=== Passage à lire ===

Le paradoxe africain
Marie Diongoye Konaté est une rebelle. Les absurdités l’agacent, surtout lorsqu’elles entravent le développement africain. Tout juste diplômée, ingénieur et architecte, passionnée par le ballon rond, c’est dans les années 80 qu’elle se rend au Brésil. Pas encore émergent, le pays est déjà le premier producteur mondial de soja, de sucre et de viande bovine. Surtout, il transforme localement ses propres ressources agricoles, soit tout le contraire du continent africain. “Le problème en Afrique, c’est que nous exportons ce que nous produisons et importons ce que nous mangeons”, s’insurge-t-elle. Une pratique qui nuit au développement de l’agriculture locale et à l’emploi. “Nous devons absolument valoriser nos ressources locales et produire ce dont nous avons besoin pour notre consommation quotidienne”, insiste-t-elle.

===

- _Tâche courte 1_
Relevez, en les recopiant, toutes les lignes du listing contenant la chaîne « bowl ».
Le passage et le listing constituent deux supports indépendants l'un de l'autre.

=== Listing fourni ===

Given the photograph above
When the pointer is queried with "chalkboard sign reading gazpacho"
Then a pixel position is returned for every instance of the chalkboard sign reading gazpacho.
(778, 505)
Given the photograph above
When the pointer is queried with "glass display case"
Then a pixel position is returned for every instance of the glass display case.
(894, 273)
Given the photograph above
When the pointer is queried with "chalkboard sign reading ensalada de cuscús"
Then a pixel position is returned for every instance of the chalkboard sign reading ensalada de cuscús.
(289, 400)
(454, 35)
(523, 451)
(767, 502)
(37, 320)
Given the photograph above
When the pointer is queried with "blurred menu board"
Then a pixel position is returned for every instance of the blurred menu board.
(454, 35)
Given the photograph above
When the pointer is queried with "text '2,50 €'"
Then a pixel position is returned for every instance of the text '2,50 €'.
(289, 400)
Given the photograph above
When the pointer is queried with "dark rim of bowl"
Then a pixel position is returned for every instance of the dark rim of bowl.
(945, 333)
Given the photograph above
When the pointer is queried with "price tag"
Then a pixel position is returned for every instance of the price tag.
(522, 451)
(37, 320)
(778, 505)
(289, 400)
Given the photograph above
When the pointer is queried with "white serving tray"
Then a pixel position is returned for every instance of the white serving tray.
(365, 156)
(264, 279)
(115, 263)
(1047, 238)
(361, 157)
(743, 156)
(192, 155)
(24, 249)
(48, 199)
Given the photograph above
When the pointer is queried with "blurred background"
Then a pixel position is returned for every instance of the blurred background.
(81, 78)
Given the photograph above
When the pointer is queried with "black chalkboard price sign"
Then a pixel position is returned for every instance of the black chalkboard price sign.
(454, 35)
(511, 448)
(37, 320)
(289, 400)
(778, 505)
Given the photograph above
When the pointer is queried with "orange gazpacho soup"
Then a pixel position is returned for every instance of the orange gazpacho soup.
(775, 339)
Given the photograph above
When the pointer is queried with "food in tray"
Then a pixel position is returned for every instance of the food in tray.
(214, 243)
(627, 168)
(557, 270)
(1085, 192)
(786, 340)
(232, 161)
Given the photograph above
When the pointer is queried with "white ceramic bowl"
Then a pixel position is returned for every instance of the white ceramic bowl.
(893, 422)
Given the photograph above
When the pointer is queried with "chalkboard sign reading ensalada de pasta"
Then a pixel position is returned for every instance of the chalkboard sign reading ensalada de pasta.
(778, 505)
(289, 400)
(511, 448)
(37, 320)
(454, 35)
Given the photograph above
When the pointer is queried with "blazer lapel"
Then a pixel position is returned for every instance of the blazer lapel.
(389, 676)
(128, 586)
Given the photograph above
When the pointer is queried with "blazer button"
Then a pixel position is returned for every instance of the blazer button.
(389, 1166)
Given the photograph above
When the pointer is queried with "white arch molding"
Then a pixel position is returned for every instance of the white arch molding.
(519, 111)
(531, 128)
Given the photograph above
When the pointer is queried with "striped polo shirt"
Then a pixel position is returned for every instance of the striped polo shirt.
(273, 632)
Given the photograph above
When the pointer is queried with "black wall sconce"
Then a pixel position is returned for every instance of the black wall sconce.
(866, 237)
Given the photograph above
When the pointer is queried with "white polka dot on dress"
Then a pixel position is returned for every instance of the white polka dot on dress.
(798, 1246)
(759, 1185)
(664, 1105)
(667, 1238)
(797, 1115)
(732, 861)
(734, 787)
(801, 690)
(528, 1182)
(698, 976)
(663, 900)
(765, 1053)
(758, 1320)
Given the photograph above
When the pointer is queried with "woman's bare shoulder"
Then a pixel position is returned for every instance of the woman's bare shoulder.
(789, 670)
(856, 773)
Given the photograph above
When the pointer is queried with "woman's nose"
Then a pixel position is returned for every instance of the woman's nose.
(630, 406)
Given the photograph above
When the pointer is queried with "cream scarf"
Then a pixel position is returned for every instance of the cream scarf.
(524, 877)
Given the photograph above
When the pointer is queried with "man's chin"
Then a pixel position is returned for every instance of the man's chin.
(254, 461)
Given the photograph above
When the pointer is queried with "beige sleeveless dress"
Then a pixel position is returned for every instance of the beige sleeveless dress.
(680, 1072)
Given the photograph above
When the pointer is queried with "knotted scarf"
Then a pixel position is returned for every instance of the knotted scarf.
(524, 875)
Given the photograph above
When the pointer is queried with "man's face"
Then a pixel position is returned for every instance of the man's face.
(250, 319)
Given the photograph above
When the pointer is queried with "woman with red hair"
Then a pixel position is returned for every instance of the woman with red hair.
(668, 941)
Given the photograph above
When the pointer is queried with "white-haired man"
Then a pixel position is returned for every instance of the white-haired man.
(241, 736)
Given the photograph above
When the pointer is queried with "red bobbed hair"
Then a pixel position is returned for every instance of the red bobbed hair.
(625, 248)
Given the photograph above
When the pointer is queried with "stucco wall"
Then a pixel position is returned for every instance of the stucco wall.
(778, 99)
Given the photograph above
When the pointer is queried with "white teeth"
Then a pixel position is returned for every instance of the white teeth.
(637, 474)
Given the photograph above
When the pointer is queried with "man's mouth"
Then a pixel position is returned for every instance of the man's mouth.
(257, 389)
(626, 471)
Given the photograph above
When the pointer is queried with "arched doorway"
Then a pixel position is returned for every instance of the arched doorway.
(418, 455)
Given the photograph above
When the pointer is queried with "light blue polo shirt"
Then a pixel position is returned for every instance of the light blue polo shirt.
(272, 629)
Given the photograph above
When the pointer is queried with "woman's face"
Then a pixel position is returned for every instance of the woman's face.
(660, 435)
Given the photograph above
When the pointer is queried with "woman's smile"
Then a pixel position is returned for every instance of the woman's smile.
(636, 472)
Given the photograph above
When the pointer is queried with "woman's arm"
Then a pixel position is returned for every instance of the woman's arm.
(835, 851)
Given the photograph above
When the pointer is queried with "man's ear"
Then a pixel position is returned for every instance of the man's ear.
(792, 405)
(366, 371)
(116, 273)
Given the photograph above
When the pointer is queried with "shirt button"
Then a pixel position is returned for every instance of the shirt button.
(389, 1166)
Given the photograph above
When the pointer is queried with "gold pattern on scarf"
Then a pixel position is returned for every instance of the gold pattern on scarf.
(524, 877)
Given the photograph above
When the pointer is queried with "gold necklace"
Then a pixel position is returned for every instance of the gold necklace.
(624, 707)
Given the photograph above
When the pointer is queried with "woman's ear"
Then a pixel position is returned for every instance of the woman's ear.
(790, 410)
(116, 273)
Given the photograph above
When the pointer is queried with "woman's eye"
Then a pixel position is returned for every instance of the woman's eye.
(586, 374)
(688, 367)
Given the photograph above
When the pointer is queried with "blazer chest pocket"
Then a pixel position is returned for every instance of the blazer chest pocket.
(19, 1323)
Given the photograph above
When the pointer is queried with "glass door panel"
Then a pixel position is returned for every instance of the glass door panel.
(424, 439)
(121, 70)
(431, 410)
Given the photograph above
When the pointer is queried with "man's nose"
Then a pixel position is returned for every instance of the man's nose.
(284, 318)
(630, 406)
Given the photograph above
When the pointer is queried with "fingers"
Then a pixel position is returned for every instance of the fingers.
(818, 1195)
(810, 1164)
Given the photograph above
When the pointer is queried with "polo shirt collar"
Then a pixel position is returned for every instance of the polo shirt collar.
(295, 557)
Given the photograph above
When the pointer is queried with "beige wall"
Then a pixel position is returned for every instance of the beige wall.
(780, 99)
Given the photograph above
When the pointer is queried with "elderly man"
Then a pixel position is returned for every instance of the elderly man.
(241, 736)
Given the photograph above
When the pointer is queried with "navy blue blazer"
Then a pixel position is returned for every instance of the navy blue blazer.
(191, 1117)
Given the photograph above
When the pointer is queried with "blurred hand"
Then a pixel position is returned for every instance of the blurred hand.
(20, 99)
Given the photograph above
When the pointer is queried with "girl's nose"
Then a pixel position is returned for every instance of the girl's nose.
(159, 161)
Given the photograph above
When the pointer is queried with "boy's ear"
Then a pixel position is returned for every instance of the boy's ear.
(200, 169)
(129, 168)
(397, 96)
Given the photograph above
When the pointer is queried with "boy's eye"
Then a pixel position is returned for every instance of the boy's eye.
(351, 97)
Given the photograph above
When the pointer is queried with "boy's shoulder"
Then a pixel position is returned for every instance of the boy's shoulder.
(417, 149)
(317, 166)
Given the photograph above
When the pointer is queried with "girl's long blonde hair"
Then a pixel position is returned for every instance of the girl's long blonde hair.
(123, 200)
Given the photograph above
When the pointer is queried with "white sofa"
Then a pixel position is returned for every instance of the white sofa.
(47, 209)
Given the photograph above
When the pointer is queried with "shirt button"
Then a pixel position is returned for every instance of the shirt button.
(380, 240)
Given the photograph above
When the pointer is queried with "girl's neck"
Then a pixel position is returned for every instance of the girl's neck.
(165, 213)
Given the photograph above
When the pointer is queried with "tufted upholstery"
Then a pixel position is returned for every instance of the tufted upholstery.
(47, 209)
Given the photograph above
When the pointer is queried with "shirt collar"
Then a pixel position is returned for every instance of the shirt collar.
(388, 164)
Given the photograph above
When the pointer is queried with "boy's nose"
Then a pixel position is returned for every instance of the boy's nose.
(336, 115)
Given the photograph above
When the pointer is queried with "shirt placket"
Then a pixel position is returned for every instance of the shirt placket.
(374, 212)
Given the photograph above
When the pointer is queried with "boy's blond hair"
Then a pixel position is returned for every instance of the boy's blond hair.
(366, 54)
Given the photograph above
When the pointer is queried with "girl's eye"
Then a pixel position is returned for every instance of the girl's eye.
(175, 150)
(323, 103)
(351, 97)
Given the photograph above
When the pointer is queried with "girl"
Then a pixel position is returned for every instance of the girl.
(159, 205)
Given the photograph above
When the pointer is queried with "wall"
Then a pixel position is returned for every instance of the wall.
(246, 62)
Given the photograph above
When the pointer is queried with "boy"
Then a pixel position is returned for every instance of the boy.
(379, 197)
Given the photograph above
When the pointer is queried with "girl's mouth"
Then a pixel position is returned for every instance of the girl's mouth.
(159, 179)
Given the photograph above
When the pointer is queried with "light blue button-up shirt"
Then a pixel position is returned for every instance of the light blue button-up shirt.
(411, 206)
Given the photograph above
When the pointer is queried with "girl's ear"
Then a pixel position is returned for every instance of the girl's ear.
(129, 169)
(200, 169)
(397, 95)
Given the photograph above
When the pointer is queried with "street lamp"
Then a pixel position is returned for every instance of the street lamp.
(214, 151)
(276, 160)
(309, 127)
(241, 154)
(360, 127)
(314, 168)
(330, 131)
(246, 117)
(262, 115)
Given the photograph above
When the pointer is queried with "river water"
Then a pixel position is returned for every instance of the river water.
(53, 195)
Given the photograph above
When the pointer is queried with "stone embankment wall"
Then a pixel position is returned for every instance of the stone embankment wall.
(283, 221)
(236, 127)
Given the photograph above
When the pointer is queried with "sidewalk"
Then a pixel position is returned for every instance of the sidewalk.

===

- _Tâche courte 2_
Rédigez la suite du passage sur le paradoxe africain en reprenant après sa dernière phrase.

- _Réponse rédigée 1_
When the pointer is queried with "dark rim of bowl"
Then a pixel position is returned for every instance of the dark rim of bowl.
When the pointer is queried with "white ceramic bowl"
Then a pixel position is returned for every instance of the white ceramic bowl.

- _Réponse rédigée 2_
De l’Amérique latine à l’Afrique
Malienne d’origine, elle rejoint la Côte d’Ivoire au début des années 90 pour travailler sur un projet financé par le gouvernement autour du soja. Un boulot en or pour la fille d’un ancien ministre de l’Économie du Mali et d’une femme médecin. Sauf que depuis son voyage en Amérique latine, la graine a germé et la même obsession revient sans cesse : pourquoi réserver le soja et le maïs produits sur le continent au bétail et nourrir les bébés avec des farines importées ? Poste, salaire, chauffeur, les avantages ne suffisent pas à la retenir, Marie Konaté claque la porte.
Elle aurait pu choisir la voie de la facilité. D’une famille engagée – son grand-père, Mamadou Konaté, a oeuvré à l’indépendance du Mali -, elle a plutôt l’âme d’un bâtisseur. Pour combler son envie d’entreprendre, la malnutrition infantile sera son cheval de bataille. Diplômée de l’École polytechnique de Lausanne, Marie dispose d’une formation et d’une expérience solides, mais son bien le plus précieux reste l’éducation reçue aux côtés de ses deux frères. “Même si mon père était ministre, nous n’avions pas le droit de gaspiller. Nous n’avions pas de passe-droit.” Un parcours qui lui donne la pugnacité nécessaire pour affronter la suite.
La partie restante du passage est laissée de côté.